**Task details**
Pull out every line in the entries below that contains the word "blurred".

**Photo labels with boxes**
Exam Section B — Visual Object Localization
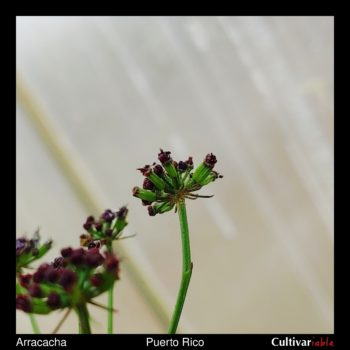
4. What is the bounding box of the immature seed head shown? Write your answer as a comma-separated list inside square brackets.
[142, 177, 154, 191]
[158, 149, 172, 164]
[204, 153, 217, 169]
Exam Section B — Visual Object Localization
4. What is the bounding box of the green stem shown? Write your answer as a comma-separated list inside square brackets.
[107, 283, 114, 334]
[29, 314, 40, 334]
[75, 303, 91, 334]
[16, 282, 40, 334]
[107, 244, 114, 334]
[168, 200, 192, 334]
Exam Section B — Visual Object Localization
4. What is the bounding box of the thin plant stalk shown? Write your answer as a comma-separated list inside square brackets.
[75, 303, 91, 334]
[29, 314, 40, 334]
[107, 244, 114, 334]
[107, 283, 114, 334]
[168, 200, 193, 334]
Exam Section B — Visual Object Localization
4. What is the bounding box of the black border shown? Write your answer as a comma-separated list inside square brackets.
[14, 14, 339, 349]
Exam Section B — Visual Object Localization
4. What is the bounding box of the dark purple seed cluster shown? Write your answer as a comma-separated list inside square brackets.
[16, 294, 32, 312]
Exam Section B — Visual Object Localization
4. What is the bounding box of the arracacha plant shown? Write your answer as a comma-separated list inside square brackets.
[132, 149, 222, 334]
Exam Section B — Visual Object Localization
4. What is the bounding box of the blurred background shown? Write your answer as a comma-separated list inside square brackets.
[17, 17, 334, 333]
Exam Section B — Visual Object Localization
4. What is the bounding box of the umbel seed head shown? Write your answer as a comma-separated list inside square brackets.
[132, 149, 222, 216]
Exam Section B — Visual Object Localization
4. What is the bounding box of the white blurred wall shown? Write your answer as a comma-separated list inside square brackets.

**Worked answer**
4. What is the bounding box of the blurred background shown? Write your answer as a comma-separated list inside square brackets.
4. What is the bounding box of the white blurred wall shown? Write your answer as a comma-separated list inside square brackets.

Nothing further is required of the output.